--- Page excerpt Enclosed Below ---
Look Up ~
Things aren’t always as they appear.
It makes me think of that warning on a car’s side-view mirror: Objects in mirror are closer than they appear. What you’re seeing is real, but the distance is distorted. The same is true in the season I’m walking through now. Everything that should feel like peace, help, and support somehow feels like anxiety, danger, and estrangement instead. I keep trying to reason it out, but the more I stare at it, the more warped it looks.
Then worship shifts the lens. Just a small turn toward Jesus, and the distortion starts to clear. He gives beauty for ashes, the oil of joy for mourning, the garment of praise for the spirit of heaviness (Isaiah 61:3). In worship, the mirror straightens and I remember to look up.
--- End of Enclosed Page excerpt ---
[Exercises to complete]
(A) Can you retype the Look Up reflection, starting with "It makes me" and going on through "to look up."?
(B) Answer these about the Look Up reflection:
(i) What warning on a car's side-view mirror does the writer recall?
(ii) Which Bible verse is cited?
(iii) What does the writer say worship does to the lens?
--- Data provided Enclosed Below ---
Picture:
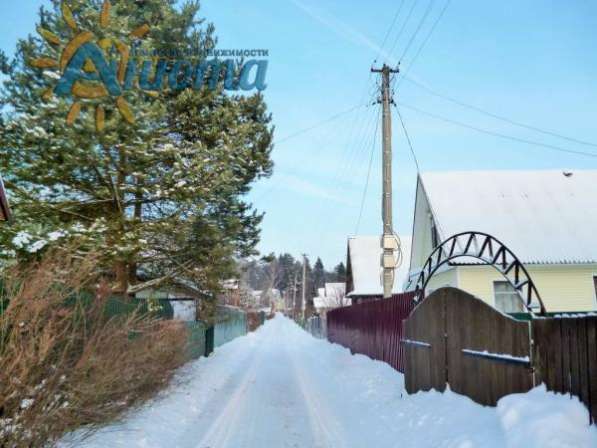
--- End of Enclosed Data provided ---
[Written answers]
(A)
It makes me think of that warning on a car’s side-view mirror: Objects in mirror are closer than they appear. What you’re seeing is real, but the distance is distorted. The same is true in the season I’m walking through now. Everything that should feel like peace, help, and support somehow feels like anxiety, danger, and estrangement instead. I keep trying to reason it out, but the more I stare at it, the more warped it looks.
Then worship shifts the lens. Just a small turn toward Jesus, and the distortion starts to clear. He gives beauty for ashes, the oil of joy for mourning, the garment of praise for the spirit of heaviness (Isaiah 61:3). In worship, the mirror straightens and I remember to look up.

(B)
(i) Objects in mirror are closer than they appear.
(ii) Isaiah 61:3
(iii) It shifts the lens.